| Written task |
Exactly repeat the full listing that follows.

| Raw records |
* * * * * * *

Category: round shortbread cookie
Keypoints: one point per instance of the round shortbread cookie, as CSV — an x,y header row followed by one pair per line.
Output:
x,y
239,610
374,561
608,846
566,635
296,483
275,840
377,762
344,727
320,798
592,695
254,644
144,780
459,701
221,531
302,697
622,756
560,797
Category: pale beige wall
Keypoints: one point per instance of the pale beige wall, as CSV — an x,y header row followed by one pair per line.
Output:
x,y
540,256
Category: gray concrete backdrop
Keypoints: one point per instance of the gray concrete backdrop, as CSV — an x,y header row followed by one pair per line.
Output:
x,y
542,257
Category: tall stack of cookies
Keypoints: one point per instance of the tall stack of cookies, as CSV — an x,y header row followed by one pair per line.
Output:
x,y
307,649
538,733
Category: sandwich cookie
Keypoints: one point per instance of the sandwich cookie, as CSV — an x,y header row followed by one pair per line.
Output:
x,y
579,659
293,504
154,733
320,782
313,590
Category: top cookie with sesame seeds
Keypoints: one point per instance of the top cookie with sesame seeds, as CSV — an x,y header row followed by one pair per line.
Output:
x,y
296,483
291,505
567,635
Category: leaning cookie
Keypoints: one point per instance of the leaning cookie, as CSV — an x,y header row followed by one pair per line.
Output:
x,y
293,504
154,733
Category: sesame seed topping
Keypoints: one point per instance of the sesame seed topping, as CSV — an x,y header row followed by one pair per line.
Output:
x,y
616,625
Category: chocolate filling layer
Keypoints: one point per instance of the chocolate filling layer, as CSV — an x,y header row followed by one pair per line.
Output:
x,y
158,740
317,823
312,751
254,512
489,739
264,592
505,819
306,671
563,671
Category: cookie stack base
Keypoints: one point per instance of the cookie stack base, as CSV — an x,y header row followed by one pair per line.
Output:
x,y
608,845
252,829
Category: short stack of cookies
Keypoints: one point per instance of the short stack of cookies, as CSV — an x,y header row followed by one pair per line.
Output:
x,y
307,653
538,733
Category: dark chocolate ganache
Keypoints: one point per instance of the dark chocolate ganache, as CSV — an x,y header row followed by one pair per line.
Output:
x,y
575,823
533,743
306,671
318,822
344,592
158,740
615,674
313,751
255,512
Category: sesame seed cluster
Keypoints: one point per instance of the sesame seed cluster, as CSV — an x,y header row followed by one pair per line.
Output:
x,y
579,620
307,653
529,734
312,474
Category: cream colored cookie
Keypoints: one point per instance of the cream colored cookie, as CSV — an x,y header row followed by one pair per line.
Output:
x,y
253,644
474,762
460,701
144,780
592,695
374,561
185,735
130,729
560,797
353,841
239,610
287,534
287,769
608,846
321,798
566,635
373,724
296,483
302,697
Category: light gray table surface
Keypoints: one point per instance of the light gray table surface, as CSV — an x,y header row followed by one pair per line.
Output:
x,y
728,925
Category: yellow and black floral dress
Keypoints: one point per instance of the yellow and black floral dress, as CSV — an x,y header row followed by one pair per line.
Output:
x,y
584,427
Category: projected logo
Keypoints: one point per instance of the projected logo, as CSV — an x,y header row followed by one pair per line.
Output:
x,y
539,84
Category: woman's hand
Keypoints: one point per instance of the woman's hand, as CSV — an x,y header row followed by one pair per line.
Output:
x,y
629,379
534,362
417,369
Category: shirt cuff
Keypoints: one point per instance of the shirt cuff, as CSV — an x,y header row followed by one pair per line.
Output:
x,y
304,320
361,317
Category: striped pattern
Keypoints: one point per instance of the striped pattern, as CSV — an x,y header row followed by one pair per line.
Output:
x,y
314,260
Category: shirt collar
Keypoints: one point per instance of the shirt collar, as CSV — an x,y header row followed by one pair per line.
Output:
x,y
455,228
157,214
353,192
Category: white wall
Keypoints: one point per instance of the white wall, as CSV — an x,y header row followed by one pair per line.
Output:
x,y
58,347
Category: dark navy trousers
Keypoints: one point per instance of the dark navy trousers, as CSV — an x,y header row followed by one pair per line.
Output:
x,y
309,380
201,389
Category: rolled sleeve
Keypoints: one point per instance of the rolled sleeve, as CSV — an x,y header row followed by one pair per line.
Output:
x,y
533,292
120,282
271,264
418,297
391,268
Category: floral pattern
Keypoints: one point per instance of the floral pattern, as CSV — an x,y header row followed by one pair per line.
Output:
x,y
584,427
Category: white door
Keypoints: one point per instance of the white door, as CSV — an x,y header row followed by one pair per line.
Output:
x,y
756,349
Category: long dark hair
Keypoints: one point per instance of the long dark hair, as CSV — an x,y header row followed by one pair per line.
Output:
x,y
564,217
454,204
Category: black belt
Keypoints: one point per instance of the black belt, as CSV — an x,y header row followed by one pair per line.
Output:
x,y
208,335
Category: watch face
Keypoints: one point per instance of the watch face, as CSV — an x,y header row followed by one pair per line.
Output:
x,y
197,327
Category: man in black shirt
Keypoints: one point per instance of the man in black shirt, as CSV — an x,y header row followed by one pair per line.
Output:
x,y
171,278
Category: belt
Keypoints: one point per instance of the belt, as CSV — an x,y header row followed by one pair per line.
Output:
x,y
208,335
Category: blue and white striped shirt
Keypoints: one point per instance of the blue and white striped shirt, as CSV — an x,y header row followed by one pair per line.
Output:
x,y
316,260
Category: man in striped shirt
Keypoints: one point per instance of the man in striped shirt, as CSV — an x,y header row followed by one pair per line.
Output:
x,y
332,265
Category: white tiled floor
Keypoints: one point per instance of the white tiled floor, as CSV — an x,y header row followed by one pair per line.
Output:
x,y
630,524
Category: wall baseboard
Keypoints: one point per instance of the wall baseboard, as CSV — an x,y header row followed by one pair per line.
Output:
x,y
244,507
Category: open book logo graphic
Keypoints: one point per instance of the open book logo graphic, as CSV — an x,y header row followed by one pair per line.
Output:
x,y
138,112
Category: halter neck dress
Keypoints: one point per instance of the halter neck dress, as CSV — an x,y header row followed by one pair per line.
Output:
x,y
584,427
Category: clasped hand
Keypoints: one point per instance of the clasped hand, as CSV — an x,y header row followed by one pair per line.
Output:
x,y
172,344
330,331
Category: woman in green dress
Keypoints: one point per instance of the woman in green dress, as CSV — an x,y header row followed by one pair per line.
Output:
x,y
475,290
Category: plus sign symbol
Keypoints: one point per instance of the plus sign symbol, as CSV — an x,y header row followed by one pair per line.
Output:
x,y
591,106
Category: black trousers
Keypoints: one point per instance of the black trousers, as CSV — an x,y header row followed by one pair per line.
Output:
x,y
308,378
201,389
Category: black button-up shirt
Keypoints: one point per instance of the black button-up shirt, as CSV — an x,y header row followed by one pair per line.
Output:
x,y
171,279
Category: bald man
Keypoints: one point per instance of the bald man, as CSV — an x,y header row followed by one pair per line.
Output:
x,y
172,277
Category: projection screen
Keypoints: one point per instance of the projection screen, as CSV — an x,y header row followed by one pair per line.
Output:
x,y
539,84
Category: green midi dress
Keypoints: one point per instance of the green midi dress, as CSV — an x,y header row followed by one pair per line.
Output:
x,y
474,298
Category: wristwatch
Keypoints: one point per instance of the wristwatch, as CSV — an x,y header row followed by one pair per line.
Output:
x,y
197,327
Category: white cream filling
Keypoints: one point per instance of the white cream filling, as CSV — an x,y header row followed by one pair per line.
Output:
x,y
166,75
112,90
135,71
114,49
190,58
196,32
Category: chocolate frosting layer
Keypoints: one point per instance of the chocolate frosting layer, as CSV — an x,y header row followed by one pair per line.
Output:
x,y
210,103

* * * * * * *

| Result of this task |
Category: round shortbread cookie
Keypoints: one point per instance of the round shortbread cookie, as CSV — an x,y header row followed by one pair per line.
Output:
x,y
239,610
374,561
608,846
566,635
296,483
275,840
377,762
344,727
320,798
592,695
254,644
144,780
459,701
221,531
302,697
622,756
560,797
Category: pale beige wall
Keypoints: one point per instance of the pale beige wall, as CSV — an x,y header row followed by one pair per line.
Output:
x,y
540,256
Category: gray concrete backdrop
Keypoints: one point per instance of the gray concrete backdrop, as CSV — an x,y header row followed by one pair per line.
Output:
x,y
542,257
Category: tall stack of cookies
Keypoints: one point per instance of the tall stack of cookies, as CSV — an x,y header row followed by one pair per line.
Output:
x,y
307,649
538,733
Category: sandwich cookie
Keypoints: one point per instance of the sandwich cookie, as CSV — an x,y header row followed by one pair per line.
Output:
x,y
579,659
293,504
154,733
320,782
313,590
Category: top cookie with sesame seeds
Keypoints: one point per instance of the top cookie with sesame seeds, as CSV — an x,y header row followed by one pair per line.
Output:
x,y
296,483
291,505
567,635
Category: leaning cookie
Keypoints: one point per instance of the leaning cookie, as CSV — an x,y header row followed by one pair per line.
Output:
x,y
293,504
154,733
Category: sesame seed topping
Keypoints: one point per instance of the sesame seed topping, as CSV — an x,y header row followed by one pair per line.
Output:
x,y
616,625
Category: chocolate filling layer
Keypoints: one point per instance of the chocolate filling layer, as CSV — an x,y header row followed by one pair per line.
Output:
x,y
158,740
317,823
312,751
254,512
489,739
264,592
505,819
306,671
563,671
Category: cookie stack base
Keypoints: one point per instance of the cookie stack base, as CSV — an x,y header row followed by one pair per line.
Output:
x,y
608,845
252,829
Category: short stack of cookies
Keypoints: one point per instance of the short stack of cookies, as CSV — an x,y header row followed by one pair per line.
Output:
x,y
307,653
538,733
Category: dark chocolate ganache
Keypoints: one point per instance of the dark chocolate ganache, as CSV — an x,y header row followed by one pair per line.
Output:
x,y
575,823
533,743
306,671
318,822
344,592
158,740
615,674
313,751
255,512
Category: sesame seed cluster
Keypoints: one point per instance of the sesame seed cluster, as CSV — an x,y header row followed by one pair per line.
Output:
x,y
579,620
307,653
529,734
312,474
Category: cream colored cookie
Keypoints: one point per instance of the cream colored cookie, as CSV — an x,y header row followed by one pair per line.
Output:
x,y
253,644
474,762
460,701
144,780
592,695
374,561
185,735
130,729
560,797
353,841
239,610
287,534
287,769
608,846
321,798
566,635
373,724
296,483
302,697
Category: light gray table surface
Keypoints: one point per instance of the light gray table surface, as CSV — an x,y header row followed by one pair per line.
Output:
x,y
728,925
Category: yellow and black floral dress
Keypoints: one point per instance of the yellow and black floral dress, as CSV — an x,y header row followed by one pair per line.
Output:
x,y
584,427
Category: projected logo
Keypoints: one point per instance of the projected logo, as CSV — an x,y header row followed by one pair per line.
Output:
x,y
539,84
Category: woman's hand
Keypoints: one point per instance of the woman's hand, as CSV — an x,y header row followed by one pair per line.
Output:
x,y
629,379
534,362
417,369
Category: shirt cuff
Keypoints: one point per instance of the shirt cuff, as CSV — an x,y header row followed by one pair per line.
Output:
x,y
304,320
361,317
Category: striped pattern
Keypoints: one point per instance of the striped pattern, as CSV — an x,y header row followed by one pair per line.
Output:
x,y
314,260
Category: shirt collar
Keypoints: one point per instance of the shirt collar, as CSV — an x,y header row followed by one pair per line.
Output:
x,y
455,228
157,214
353,192
Category: white wall
Keypoints: one point per instance of the white wall, as CSV — an x,y header row followed by one pair per line.
Output:
x,y
58,347
Category: dark navy trousers
Keypoints: one point per instance of the dark navy trousers, as CSV — an x,y header row followed by one pair per line.
Output:
x,y
309,380
201,389
Category: rolled sleeve
Keypoints: one point per instance of the rolled sleeve, as CSV — an x,y header row followed by one pair per line.
Output:
x,y
533,292
120,282
271,264
418,297
391,268
Category: floral pattern
Keypoints: one point per instance of the floral pattern, as CSV — an x,y header row followed by one pair per line.
Output:
x,y
584,427
Category: white door
Keypoints: one point per instance of the white door, as CSV — an x,y header row followed by one pair per line.
Output:
x,y
756,349
Category: long dark hair
Keypoints: one point per instance of the long dark hair, as CSV — an x,y header row followed by one pair per line.
Output:
x,y
564,217
454,204
Category: black belt
Keypoints: one point per instance of the black belt, as CSV — an x,y header row followed by one pair per line.
Output:
x,y
208,335
Category: watch face
Keypoints: one point per instance of the watch face, as CSV — an x,y header row followed by one pair per line.
Output:
x,y
197,327
Category: man in black shirt
Keypoints: one point per instance of the man in black shirt, as CSV — an x,y header row followed by one pair per line.
Output:
x,y
171,278
Category: belt
Keypoints: one point per instance of the belt, as CSV — an x,y header row followed by one pair per line.
Output:
x,y
208,335
Category: blue and white striped shirt
Keypoints: one point per instance of the blue and white striped shirt, as CSV — an x,y header row followed by one pair per line.
Output:
x,y
316,260
Category: man in striped shirt
Keypoints: one point per instance of the man in striped shirt, as CSV — an x,y header row followed by one pair per line.
Output:
x,y
332,265
Category: white tiled floor
Keypoints: one point per instance of the white tiled floor, as CSV — an x,y header row followed by one pair per line.
Output:
x,y
630,524
Category: wall baseboard
Keypoints: one point per instance of the wall baseboard, as CSV — an x,y header row followed by one pair per line.
Output:
x,y
244,507
Category: open book logo graphic
Keypoints: one point per instance of the open book logo graphic, as CSV — an x,y header row followed by one pair per line.
Output:
x,y
138,112
Category: halter neck dress
Keypoints: one point per instance of the halter neck dress, as CSV — an x,y header row followed by one pair per line.
Output:
x,y
584,427
Category: clasped hand
Keypoints: one point per instance of the clasped hand, as CSV — an x,y header row followed by one pair per line.
Output:
x,y
172,344
330,331
Category: woman in green dress
Keypoints: one point per instance of the woman in green dress, as CSV — an x,y header row followed by one pair per line.
Output:
x,y
475,290
Category: plus sign symbol
Keypoints: one point per instance of the plus sign symbol, as CSV — an x,y header row followed by one pair per line.
Output:
x,y
591,106
Category: black trousers
Keypoints: one point per instance of the black trousers, as CSV — an x,y header row followed by one pair per line.
Output:
x,y
308,378
201,389
Category: black button-up shirt
Keypoints: one point per instance of the black button-up shirt, as CSV — an x,y header row followed by one pair per line.
Output:
x,y
171,279
Category: bald man
Keypoints: one point per instance of the bald man, as CSV — an x,y header row followed by one pair per line.
Output:
x,y
172,277
Category: projection screen
Keypoints: one point per instance of the projection screen, as CSV — an x,y header row followed by one pair per line.
Output:
x,y
539,84
Category: green midi dress
Keypoints: one point per instance of the green midi dress, as CSV — an x,y header row followed by one pair per line.
Output:
x,y
474,298
Category: wristwatch
Keypoints: one point per instance of the wristwatch, as CSV — an x,y header row followed by one pair per line.
Output:
x,y
197,327
Category: white cream filling
Keypoints: one point per instance of the white cream filling, as CSV — an x,y header row followed by one pair per line.
Output:
x,y
166,75
112,90
135,71
114,49
190,58
196,32
Category: chocolate frosting layer
Keypoints: one point per instance of the chocolate frosting layer, as CSV — an x,y header row followed by one pair per line.
Output:
x,y
210,103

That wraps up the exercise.